Raw records:
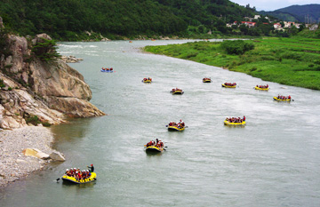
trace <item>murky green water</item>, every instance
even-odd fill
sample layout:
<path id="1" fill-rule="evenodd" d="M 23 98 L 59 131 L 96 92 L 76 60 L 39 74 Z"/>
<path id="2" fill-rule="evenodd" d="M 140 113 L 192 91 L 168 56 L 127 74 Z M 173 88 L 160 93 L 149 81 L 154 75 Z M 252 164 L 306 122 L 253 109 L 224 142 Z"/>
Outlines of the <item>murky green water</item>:
<path id="1" fill-rule="evenodd" d="M 61 44 L 62 54 L 84 59 L 71 66 L 91 86 L 91 102 L 109 115 L 52 127 L 68 160 L 1 190 L 1 205 L 318 206 L 320 92 L 137 50 L 184 42 Z M 154 83 L 142 84 L 148 76 Z M 203 84 L 204 76 L 212 83 Z M 263 84 L 271 90 L 252 89 Z M 172 95 L 173 87 L 185 93 Z M 277 94 L 294 101 L 276 102 Z M 245 127 L 223 125 L 226 116 L 244 115 Z M 180 119 L 188 128 L 168 131 Z M 156 138 L 167 150 L 146 155 L 143 145 Z M 96 183 L 55 182 L 66 168 L 91 163 Z"/>

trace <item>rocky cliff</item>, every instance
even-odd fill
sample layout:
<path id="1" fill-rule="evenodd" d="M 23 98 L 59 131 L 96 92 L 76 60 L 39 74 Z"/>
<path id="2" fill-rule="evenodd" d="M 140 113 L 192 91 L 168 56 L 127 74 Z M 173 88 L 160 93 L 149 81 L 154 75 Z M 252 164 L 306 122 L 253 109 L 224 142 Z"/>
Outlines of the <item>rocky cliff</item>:
<path id="1" fill-rule="evenodd" d="M 48 60 L 35 54 L 34 48 L 50 36 L 32 39 L 2 32 L 0 38 L 1 128 L 23 127 L 36 116 L 57 124 L 68 116 L 105 115 L 89 102 L 92 92 L 80 73 L 59 58 Z"/>

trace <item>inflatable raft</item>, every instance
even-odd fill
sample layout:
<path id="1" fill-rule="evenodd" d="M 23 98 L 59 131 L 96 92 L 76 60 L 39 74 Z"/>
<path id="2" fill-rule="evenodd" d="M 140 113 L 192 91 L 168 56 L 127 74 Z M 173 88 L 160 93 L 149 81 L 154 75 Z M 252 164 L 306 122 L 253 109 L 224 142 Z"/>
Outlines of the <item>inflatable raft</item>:
<path id="1" fill-rule="evenodd" d="M 182 92 L 182 90 L 171 91 L 170 92 L 172 94 L 180 94 L 180 95 L 182 95 L 184 93 L 184 92 Z"/>
<path id="2" fill-rule="evenodd" d="M 156 146 L 150 146 L 146 148 L 147 153 L 161 153 L 164 151 L 164 148 L 156 147 Z"/>
<path id="3" fill-rule="evenodd" d="M 260 90 L 260 91 L 268 91 L 269 88 L 259 88 L 257 86 L 254 87 L 255 90 Z"/>
<path id="4" fill-rule="evenodd" d="M 278 100 L 278 101 L 291 101 L 292 100 L 281 100 L 281 99 L 278 99 L 277 97 L 274 96 L 274 100 Z"/>
<path id="5" fill-rule="evenodd" d="M 168 126 L 168 131 L 184 131 L 186 127 L 178 128 L 177 126 Z"/>
<path id="6" fill-rule="evenodd" d="M 74 177 L 69 177 L 68 175 L 63 175 L 62 176 L 62 180 L 63 180 L 63 182 L 76 183 L 76 184 L 84 184 L 84 183 L 88 183 L 88 182 L 93 182 L 94 180 L 97 179 L 96 179 L 97 174 L 95 172 L 92 172 L 91 174 L 92 175 L 90 176 L 90 178 L 80 179 L 80 180 L 77 180 Z"/>
<path id="7" fill-rule="evenodd" d="M 204 83 L 212 83 L 212 80 L 210 78 L 204 78 L 203 82 Z"/>
<path id="8" fill-rule="evenodd" d="M 222 87 L 225 87 L 225 88 L 236 88 L 236 84 L 235 84 L 235 85 L 226 85 L 226 84 L 223 84 Z"/>
<path id="9" fill-rule="evenodd" d="M 113 73 L 113 70 L 101 69 L 100 71 L 103 73 Z"/>
<path id="10" fill-rule="evenodd" d="M 225 120 L 223 123 L 225 125 L 229 125 L 229 126 L 245 125 L 245 121 L 243 121 L 242 123 L 230 123 L 229 121 Z"/>

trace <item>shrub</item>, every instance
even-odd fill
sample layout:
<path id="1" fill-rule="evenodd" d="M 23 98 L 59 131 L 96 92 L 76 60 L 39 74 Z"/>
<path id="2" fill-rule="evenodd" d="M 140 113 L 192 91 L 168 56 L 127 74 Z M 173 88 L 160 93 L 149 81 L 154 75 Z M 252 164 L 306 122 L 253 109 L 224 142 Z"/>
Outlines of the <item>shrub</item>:
<path id="1" fill-rule="evenodd" d="M 244 42 L 244 40 L 227 40 L 221 43 L 220 47 L 227 52 L 228 54 L 244 54 L 245 52 L 254 49 L 254 44 Z"/>
<path id="2" fill-rule="evenodd" d="M 57 44 L 54 40 L 41 38 L 43 41 L 37 43 L 32 48 L 35 56 L 44 61 L 50 61 L 60 57 L 57 52 Z"/>
<path id="3" fill-rule="evenodd" d="M 4 83 L 4 80 L 0 79 L 0 88 L 4 88 L 4 87 L 5 87 L 5 84 Z"/>
<path id="4" fill-rule="evenodd" d="M 253 72 L 255 70 L 257 70 L 257 67 L 252 67 L 252 68 L 250 69 L 250 71 L 252 71 L 252 72 Z"/>

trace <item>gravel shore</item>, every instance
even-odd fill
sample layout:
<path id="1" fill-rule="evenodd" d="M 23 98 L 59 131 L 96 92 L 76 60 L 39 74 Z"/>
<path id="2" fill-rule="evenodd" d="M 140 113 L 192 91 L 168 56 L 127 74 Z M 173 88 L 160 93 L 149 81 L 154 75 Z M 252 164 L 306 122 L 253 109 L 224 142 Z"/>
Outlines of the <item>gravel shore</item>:
<path id="1" fill-rule="evenodd" d="M 0 187 L 44 168 L 47 161 L 26 156 L 22 150 L 37 148 L 50 155 L 53 134 L 48 128 L 28 126 L 0 131 Z"/>

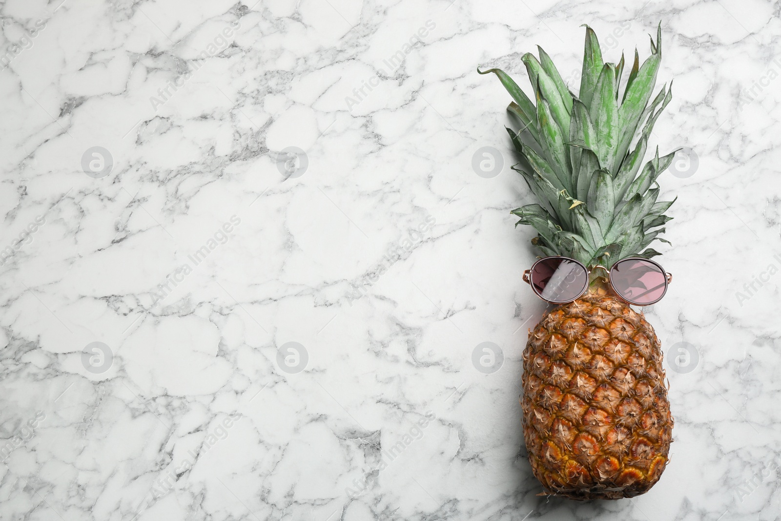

Written task: Extract every line of the entries above verbatim, omitting the pictures.

Correct result:
trace <item>murky green water</item>, every instance
even-odd fill
sample layout:
<path id="1" fill-rule="evenodd" d="M 23 98 L 59 131 L 96 92 L 76 60 L 39 74 Z"/>
<path id="2" fill-rule="evenodd" d="M 140 113 L 192 91 L 168 56 L 127 74 Z M 173 88 L 160 93 L 149 81 L 154 75 Z M 252 164 L 306 122 L 253 109 L 224 142 Z"/>
Outlines of the <item>murky green water</item>:
<path id="1" fill-rule="evenodd" d="M 61 44 L 62 54 L 84 59 L 71 66 L 91 86 L 91 102 L 109 115 L 52 127 L 68 160 L 1 190 L 1 205 L 318 206 L 320 92 L 137 50 L 184 42 Z M 154 83 L 142 84 L 148 76 Z M 203 84 L 204 76 L 212 83 Z M 263 84 L 271 90 L 252 89 Z M 172 95 L 173 87 L 185 93 Z M 277 94 L 294 101 L 276 102 Z M 245 127 L 223 125 L 226 116 L 244 115 Z M 180 119 L 188 128 L 168 131 Z M 156 138 L 167 150 L 146 155 L 143 145 Z M 96 183 L 55 182 L 66 168 L 91 163 Z"/>

trace <item>rocky cliff</item>, every instance
even-odd fill
sample layout:
<path id="1" fill-rule="evenodd" d="M 23 98 L 59 131 L 96 92 L 76 60 L 39 74 Z"/>
<path id="2" fill-rule="evenodd" d="M 140 113 L 192 91 L 168 56 L 127 74 Z M 173 88 L 160 93 L 149 81 L 154 75 Z M 252 164 L 306 122 L 253 109 L 224 142 Z"/>
Outlines of the <item>rocky cliff</item>:
<path id="1" fill-rule="evenodd" d="M 48 60 L 35 54 L 34 48 L 50 36 L 32 39 L 2 32 L 0 38 L 1 128 L 23 127 L 36 116 L 57 124 L 68 116 L 105 115 L 89 102 L 92 92 L 80 73 L 59 58 Z"/>

trace <item>inflatable raft</item>, every instance
even-odd fill
sample layout:
<path id="1" fill-rule="evenodd" d="M 23 98 L 59 131 L 96 92 L 76 60 L 39 74 Z"/>
<path id="2" fill-rule="evenodd" d="M 140 113 L 192 91 L 168 56 L 127 74 Z M 173 88 L 160 93 L 149 81 L 154 75 Z M 252 164 L 306 122 L 253 109 L 224 142 Z"/>
Outlines of the <item>inflatable raft</item>:
<path id="1" fill-rule="evenodd" d="M 182 92 L 182 90 L 171 91 L 170 92 L 172 94 L 180 94 L 180 95 L 182 95 L 184 93 L 184 92 Z"/>
<path id="2" fill-rule="evenodd" d="M 156 146 L 150 146 L 146 148 L 147 153 L 161 153 L 164 151 L 164 148 L 156 147 Z"/>
<path id="3" fill-rule="evenodd" d="M 260 90 L 260 91 L 268 91 L 269 88 L 259 88 L 257 86 L 254 87 L 255 90 Z"/>
<path id="4" fill-rule="evenodd" d="M 278 100 L 278 101 L 291 101 L 292 100 L 281 100 L 281 99 L 278 99 L 277 97 L 274 96 L 274 100 Z"/>
<path id="5" fill-rule="evenodd" d="M 168 126 L 168 131 L 184 131 L 186 127 L 178 128 L 177 126 Z"/>
<path id="6" fill-rule="evenodd" d="M 74 177 L 69 177 L 68 175 L 63 175 L 62 176 L 62 180 L 63 180 L 63 182 L 76 183 L 76 184 L 84 184 L 84 183 L 88 183 L 88 182 L 93 182 L 94 180 L 97 179 L 96 179 L 97 174 L 95 172 L 92 172 L 91 174 L 92 175 L 90 176 L 90 178 L 80 179 L 80 180 L 77 180 Z"/>
<path id="7" fill-rule="evenodd" d="M 204 83 L 212 83 L 212 80 L 210 78 L 204 78 L 203 82 Z"/>
<path id="8" fill-rule="evenodd" d="M 222 87 L 225 87 L 225 88 L 236 88 L 236 84 L 235 84 L 235 85 L 226 85 L 226 84 L 223 84 Z"/>
<path id="9" fill-rule="evenodd" d="M 113 73 L 113 70 L 101 69 L 100 71 L 103 73 Z"/>
<path id="10" fill-rule="evenodd" d="M 225 120 L 223 123 L 225 125 L 229 125 L 229 126 L 245 125 L 245 121 L 243 121 L 242 123 L 230 123 L 229 121 Z"/>

trace <item>shrub</item>, every instance
even-odd fill
sample layout:
<path id="1" fill-rule="evenodd" d="M 23 98 L 59 131 L 96 92 L 76 60 L 39 74 Z"/>
<path id="2" fill-rule="evenodd" d="M 140 113 L 192 91 L 168 56 L 127 74 Z M 173 88 L 160 93 L 149 81 L 154 75 Z M 252 164 L 306 122 L 253 109 L 224 142 Z"/>
Outlines of the <item>shrub</item>:
<path id="1" fill-rule="evenodd" d="M 244 42 L 244 40 L 227 40 L 221 43 L 220 47 L 227 52 L 228 54 L 244 54 L 245 52 L 254 49 L 254 44 Z"/>
<path id="2" fill-rule="evenodd" d="M 57 44 L 54 40 L 41 38 L 43 41 L 37 43 L 32 48 L 35 56 L 44 61 L 50 61 L 60 57 L 57 52 Z"/>
<path id="3" fill-rule="evenodd" d="M 4 83 L 4 80 L 0 79 L 0 88 L 4 88 L 4 87 L 5 87 L 5 84 Z"/>
<path id="4" fill-rule="evenodd" d="M 253 72 L 255 70 L 257 70 L 257 67 L 252 67 L 252 68 L 250 69 L 250 71 L 252 71 L 252 72 Z"/>

trace <item>gravel shore</item>, every instance
even-odd fill
sample layout:
<path id="1" fill-rule="evenodd" d="M 23 98 L 59 131 L 96 92 L 76 60 L 39 74 Z"/>
<path id="2" fill-rule="evenodd" d="M 140 113 L 192 91 L 168 56 L 127 74 Z M 173 88 L 160 93 L 149 81 L 154 75 Z M 252 164 L 306 122 L 253 109 L 224 142 Z"/>
Outlines of the <item>gravel shore</item>:
<path id="1" fill-rule="evenodd" d="M 0 187 L 44 168 L 47 161 L 26 156 L 22 150 L 37 148 L 50 155 L 53 134 L 48 128 L 28 126 L 0 131 Z"/>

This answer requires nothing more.